§ **ACTIVITY**
All of the records should come back exactly as written.

#### RECORDED INFORMATION ####

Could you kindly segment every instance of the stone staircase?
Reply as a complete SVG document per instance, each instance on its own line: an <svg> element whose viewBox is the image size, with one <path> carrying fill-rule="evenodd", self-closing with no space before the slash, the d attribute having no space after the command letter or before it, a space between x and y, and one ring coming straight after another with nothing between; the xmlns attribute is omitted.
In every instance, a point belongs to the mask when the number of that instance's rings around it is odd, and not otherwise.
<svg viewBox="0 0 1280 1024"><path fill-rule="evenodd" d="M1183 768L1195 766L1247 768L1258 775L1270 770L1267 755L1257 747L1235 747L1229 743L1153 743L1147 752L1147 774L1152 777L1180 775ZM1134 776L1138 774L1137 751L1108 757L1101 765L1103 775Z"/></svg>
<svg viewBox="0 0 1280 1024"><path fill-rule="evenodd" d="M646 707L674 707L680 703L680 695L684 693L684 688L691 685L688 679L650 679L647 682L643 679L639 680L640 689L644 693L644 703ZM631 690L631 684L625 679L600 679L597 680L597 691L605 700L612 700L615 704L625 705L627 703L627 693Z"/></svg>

####

§ **WRITTEN SOLUTION**
Could you kindly segment every instance of the stone staircase?
Reply as a complete SVG document per instance, each instance on its own line: an <svg> element whose viewBox is the image size, with one <path> carrying fill-rule="evenodd", self-closing with no space before the slash, the d attribute having no space after the command letter or before it, a space between x and y, and one ring coming straight after another with nothing between; the xmlns attribute is omitted.
In every instance, a point belongs to the mask when the number of that instance's rings around it is odd, and not otherwise.
<svg viewBox="0 0 1280 1024"><path fill-rule="evenodd" d="M1183 768L1195 766L1247 768L1258 775L1270 770L1267 755L1257 747L1235 747L1229 743L1153 743L1147 752L1147 774L1152 777L1180 775ZM1134 776L1138 774L1137 751L1108 757L1101 765L1103 775Z"/></svg>
<svg viewBox="0 0 1280 1024"><path fill-rule="evenodd" d="M646 707L674 707L680 703L680 695L684 693L684 688L691 685L688 679L650 679L647 682L643 679L639 680L640 689L644 693L644 703ZM631 690L631 684L625 679L600 679L597 680L597 691L605 700L612 700L615 704L625 705L627 703L627 693Z"/></svg>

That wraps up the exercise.